(Dataset excerpts)
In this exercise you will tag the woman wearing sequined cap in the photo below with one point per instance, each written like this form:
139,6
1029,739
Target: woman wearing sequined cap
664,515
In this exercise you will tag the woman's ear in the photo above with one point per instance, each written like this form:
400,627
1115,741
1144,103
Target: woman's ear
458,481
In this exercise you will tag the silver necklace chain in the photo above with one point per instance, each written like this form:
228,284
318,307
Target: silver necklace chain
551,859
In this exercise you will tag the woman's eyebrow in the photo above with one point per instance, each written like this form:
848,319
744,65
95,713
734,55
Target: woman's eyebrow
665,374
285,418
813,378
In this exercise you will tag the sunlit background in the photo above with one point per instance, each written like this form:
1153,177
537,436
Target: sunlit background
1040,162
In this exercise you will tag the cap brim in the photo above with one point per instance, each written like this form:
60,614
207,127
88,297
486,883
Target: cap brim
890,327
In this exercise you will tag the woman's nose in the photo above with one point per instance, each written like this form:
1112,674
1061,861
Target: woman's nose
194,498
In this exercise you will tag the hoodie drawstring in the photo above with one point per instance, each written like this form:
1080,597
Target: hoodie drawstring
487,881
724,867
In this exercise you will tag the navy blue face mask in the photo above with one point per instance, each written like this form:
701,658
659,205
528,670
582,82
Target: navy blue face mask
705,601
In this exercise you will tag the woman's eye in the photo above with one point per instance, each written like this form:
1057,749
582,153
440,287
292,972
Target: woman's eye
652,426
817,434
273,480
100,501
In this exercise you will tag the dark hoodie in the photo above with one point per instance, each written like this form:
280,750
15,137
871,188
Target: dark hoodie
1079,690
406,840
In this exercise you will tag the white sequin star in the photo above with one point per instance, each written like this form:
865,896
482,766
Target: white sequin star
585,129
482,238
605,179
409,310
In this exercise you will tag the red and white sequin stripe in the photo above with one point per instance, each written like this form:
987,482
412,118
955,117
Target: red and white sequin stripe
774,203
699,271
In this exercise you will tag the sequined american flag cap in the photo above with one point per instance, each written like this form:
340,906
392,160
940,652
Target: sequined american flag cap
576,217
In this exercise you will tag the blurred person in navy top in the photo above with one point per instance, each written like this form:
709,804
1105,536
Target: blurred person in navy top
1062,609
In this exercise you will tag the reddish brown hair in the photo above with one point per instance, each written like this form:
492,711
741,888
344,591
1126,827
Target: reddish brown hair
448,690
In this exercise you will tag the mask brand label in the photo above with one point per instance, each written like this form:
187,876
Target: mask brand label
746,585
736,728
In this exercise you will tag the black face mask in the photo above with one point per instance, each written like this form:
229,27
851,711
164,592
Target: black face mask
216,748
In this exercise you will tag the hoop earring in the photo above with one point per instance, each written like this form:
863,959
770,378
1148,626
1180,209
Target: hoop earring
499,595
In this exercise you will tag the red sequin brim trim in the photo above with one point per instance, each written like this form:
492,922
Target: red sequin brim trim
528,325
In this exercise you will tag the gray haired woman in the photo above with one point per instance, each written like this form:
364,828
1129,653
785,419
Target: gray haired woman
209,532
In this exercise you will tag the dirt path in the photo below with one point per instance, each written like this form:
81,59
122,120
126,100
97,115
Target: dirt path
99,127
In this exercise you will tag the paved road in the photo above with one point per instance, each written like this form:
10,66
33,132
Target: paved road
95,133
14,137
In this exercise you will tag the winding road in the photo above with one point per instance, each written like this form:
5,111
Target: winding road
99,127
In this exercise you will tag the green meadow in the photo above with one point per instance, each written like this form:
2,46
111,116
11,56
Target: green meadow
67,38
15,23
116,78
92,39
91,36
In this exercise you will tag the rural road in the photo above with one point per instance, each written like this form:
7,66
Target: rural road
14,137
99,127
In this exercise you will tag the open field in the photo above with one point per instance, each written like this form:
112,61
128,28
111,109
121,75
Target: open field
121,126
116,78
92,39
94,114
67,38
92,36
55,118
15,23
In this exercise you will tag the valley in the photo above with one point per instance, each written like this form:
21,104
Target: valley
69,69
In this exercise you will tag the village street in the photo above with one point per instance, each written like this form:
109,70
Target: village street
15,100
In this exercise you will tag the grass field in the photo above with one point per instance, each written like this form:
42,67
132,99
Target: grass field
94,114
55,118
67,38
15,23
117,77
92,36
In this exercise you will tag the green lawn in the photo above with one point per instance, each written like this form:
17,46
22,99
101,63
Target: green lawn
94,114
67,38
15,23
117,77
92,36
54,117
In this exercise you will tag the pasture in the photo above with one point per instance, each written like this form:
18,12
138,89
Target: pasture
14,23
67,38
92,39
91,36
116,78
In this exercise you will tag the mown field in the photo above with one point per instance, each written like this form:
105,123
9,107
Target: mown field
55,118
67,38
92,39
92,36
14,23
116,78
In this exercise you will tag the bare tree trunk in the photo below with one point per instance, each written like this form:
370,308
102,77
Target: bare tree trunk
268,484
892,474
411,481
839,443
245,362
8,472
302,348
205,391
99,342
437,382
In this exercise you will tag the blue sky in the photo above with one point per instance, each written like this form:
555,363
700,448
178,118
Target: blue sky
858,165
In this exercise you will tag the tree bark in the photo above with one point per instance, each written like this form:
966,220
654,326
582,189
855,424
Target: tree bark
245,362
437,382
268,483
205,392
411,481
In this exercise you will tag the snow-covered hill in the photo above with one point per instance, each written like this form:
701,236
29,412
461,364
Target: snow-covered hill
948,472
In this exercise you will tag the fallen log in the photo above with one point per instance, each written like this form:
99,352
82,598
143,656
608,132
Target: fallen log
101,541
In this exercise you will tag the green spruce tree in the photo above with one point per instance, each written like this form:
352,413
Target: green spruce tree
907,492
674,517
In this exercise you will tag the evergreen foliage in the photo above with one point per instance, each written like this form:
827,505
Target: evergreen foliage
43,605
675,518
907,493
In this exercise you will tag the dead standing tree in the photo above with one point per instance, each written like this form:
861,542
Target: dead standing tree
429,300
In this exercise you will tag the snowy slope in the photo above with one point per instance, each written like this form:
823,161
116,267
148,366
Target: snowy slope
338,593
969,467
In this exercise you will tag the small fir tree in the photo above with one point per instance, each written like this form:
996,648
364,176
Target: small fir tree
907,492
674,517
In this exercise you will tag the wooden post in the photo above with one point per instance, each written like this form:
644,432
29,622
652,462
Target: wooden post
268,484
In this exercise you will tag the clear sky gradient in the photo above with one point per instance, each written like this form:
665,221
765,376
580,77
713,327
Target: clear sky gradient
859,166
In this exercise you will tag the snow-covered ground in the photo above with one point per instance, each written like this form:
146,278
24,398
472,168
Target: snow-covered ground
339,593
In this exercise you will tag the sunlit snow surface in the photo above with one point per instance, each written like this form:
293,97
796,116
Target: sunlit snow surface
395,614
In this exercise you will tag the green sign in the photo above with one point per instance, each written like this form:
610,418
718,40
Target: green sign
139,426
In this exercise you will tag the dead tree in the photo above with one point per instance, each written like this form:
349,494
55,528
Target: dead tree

* _WORK TASK_
If a line in the records above holds the string "below", copy it out.

* _TASK RESPONSE_
In this exercise you will tag the woman wearing sequined cap in the photo below with one point per instance, each written like this form:
In this exercise you will tag the dirt path in the photo below with one point per instance, each written like this form:
In this exercise you will tag the bare tree trunk in the photo below with one point per instance, each written like this form:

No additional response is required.